Répondez à ces questions sur la chronique d'Italie :
(a) Quelles deux chansons sont citées au début ?
(b) Avec quel parti Berlusconi est-il nommé ?
(c) De qui Prodi est-il dit l'otage ?

Extrait du texte:
◇ ◇ ◇ ◇

Chroniques d'Italie N°4
Mon plaisir préféré est d'écouter des chansons d'autrefois, de Guantanamera à Volare nel cielo tutto dipinto di blù ! J'admets que cela ne vole pas bien haut, contrairement à ce que prétend la chanson de Modugno, mais il y pire. Et puis, Monica et Nello qui vous sourient ci-contre n'ont pas leur pareil pour vous plonger dans ce monde d'autrefois, ou tout était en effet dépeint en bleu espérance. Je me trouve avec mon mentor, fin connaisseur de la vie politique italienne qui m'explique en gros traits - ce sont les meilleurs, - les données du jeu à l'italienne. Ce n'est pas triste.
Les protagonistes du guignol sont pittoresques : à l'extrême droite, voici Bossi (à ne pas confondre avec Hugo Boss, plus connu internationalement) qui est plébiscité par les partisans de la lega, l'Italie du Nord, les familles industrieuses qui ont travaillé dur et ne veulent pas voir dilapider leur patrimoine par les paresseux du sud. A droite Fini fin politicien et l'incontournable Berlusconi, avec Forza Italia, un mélange de Force de la terre et de Matrix. On lui reproche d'avoir confondu ses finances avec celles de l'Italie, mais ses détracteurs - et la population - oublient que celle confusion n'est pas à sens unique. En effet pendant qu'il était au pouvoir, les déplacements en avion privé, toutes les restaurations des bâtiments publics et le train de vie qui n'était pas moins factueux que celui de Prodi, étaient pris à sa charge, sans qu'il n'en ait aucune obligation. Il faut avouer que pour l'homme le plus riche d'Italie, l'argent ne compte plus, c'est le pouvoir qui l'interesse. Quant à la gestion, elle n'était pas pire qu'une autre, et certainement supérieure à celle, catastrophique, de Prodi. On lui a reproché aussi de militer pour l'entrée de la Turquie en Europe, en signe d'obédience devant les Etats-Unis. En fait tous sont contre, y compris Prodi, qui tout haut s'aligne sur la politique européenne mais tout bas compte sur Sarkozy pour assumer le rôle de l'empêcheur de tourner en rond.
Prodi, est un politicien-né. Il ne connaît même que cela et en use avec les qualités requises : l'hypocrisie et la mauvaise fois les plus éhontées. Il est totalement l'otage de la gauche, de Veltrone, qui espère devenir le chef du parti de gauche dit démocratique et d'Alema le communiste, lui même instrumentalisé par une myriades de groupuscules d'extrême gauche.

◇ ◇ ◇ ◇

Lignes de données:
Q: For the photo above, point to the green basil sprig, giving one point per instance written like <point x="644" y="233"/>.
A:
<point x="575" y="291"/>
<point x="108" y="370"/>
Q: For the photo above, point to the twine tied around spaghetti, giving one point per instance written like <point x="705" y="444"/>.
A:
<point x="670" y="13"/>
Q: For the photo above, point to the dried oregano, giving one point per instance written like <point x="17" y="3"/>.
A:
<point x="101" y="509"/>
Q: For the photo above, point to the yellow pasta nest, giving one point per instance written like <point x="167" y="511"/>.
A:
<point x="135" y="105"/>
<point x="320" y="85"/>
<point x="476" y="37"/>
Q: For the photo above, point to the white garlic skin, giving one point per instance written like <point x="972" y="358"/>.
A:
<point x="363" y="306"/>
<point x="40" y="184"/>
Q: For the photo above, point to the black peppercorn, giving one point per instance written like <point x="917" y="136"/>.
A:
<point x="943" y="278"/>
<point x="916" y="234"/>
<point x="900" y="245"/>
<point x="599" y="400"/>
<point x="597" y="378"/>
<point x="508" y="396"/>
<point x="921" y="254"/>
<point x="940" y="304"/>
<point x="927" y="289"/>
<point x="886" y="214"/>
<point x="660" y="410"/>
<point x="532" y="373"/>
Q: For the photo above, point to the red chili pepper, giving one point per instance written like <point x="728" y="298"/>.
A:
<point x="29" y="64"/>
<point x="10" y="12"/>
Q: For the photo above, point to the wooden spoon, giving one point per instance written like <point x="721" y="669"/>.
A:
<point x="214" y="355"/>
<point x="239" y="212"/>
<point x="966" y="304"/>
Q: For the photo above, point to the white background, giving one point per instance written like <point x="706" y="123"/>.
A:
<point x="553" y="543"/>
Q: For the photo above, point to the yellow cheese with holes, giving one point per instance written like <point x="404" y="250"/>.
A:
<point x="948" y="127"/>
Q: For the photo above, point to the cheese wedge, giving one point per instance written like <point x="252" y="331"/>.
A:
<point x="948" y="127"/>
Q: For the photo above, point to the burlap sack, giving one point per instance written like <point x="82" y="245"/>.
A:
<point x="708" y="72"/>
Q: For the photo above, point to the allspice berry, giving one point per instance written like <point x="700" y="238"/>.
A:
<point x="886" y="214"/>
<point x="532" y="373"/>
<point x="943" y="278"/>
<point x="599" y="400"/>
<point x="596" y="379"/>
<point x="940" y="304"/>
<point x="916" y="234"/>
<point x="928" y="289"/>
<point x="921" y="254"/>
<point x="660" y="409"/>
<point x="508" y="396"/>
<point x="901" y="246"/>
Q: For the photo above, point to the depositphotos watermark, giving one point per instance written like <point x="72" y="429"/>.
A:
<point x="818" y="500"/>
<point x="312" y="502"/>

◇ ◇ ◇ ◇

Réponse attendue:
(a) Guantanamera et Volare nel cielo tutto dipinto di blù.
(b) Forza Italia.
(c) De la gauche, de Veltrone et d'Alema le communiste.